- [DO THIS]
From the material below, reproduce verbatim the lines from the one containing "of the woman's" through the one containing "x=251 y=287", including both of those lines.

- [Dataset items]
****************************************
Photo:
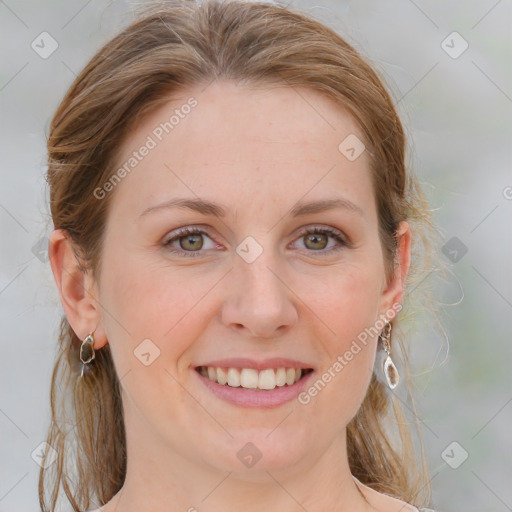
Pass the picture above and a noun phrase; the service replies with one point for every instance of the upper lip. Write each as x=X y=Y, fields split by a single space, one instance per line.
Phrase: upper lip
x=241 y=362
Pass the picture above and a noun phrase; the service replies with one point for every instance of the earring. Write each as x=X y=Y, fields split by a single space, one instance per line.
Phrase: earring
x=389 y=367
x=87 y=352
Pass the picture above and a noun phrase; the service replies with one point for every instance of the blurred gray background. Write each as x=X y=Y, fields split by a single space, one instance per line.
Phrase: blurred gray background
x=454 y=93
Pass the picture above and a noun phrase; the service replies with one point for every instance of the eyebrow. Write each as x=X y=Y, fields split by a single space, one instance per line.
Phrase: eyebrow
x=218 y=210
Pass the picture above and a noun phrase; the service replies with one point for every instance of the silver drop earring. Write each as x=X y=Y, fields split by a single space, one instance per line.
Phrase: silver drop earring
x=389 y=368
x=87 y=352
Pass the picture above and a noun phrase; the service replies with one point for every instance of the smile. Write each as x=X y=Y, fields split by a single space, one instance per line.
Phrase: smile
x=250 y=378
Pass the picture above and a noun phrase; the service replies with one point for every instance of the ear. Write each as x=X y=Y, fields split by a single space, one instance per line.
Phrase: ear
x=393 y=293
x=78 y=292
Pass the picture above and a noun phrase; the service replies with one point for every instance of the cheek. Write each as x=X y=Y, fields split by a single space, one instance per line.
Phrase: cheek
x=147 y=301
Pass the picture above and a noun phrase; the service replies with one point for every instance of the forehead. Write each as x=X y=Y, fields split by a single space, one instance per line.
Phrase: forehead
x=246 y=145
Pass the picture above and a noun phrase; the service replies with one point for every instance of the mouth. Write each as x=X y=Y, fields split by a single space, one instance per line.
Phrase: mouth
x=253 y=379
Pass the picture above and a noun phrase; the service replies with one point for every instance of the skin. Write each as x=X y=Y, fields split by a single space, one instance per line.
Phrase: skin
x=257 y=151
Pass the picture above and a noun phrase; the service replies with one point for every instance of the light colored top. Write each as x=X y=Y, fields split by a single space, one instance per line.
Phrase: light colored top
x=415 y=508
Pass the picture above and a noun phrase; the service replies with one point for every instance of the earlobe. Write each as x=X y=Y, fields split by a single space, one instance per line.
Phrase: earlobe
****************************************
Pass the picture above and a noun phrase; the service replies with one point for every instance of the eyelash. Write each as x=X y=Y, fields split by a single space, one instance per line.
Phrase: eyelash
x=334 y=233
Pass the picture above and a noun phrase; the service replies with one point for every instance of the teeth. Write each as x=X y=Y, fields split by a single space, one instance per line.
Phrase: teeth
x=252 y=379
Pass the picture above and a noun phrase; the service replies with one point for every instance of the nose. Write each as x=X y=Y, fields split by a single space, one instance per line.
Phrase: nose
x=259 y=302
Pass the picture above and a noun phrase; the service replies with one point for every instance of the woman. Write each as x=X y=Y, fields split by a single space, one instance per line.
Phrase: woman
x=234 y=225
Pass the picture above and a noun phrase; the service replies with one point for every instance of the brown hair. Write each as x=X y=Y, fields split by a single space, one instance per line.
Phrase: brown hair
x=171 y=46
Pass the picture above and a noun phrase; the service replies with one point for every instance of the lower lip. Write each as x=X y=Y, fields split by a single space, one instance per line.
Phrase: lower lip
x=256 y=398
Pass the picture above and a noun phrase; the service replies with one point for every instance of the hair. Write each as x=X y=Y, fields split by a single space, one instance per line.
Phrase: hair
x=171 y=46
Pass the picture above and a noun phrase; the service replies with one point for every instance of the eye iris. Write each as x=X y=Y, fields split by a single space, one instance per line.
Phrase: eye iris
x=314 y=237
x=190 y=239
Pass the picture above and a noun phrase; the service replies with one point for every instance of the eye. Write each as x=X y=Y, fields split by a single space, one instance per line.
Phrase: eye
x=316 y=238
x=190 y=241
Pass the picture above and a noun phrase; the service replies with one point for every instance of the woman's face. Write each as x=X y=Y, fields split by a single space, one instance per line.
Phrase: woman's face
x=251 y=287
****************************************
- [EXERCISE ANSWER]
Pass the picture above and a noun phrase; the service replies with one point for every instance of the woman's face. Write each as x=X y=Y, fields split by a single space, one instance per line.
Phrase: woman's face
x=251 y=287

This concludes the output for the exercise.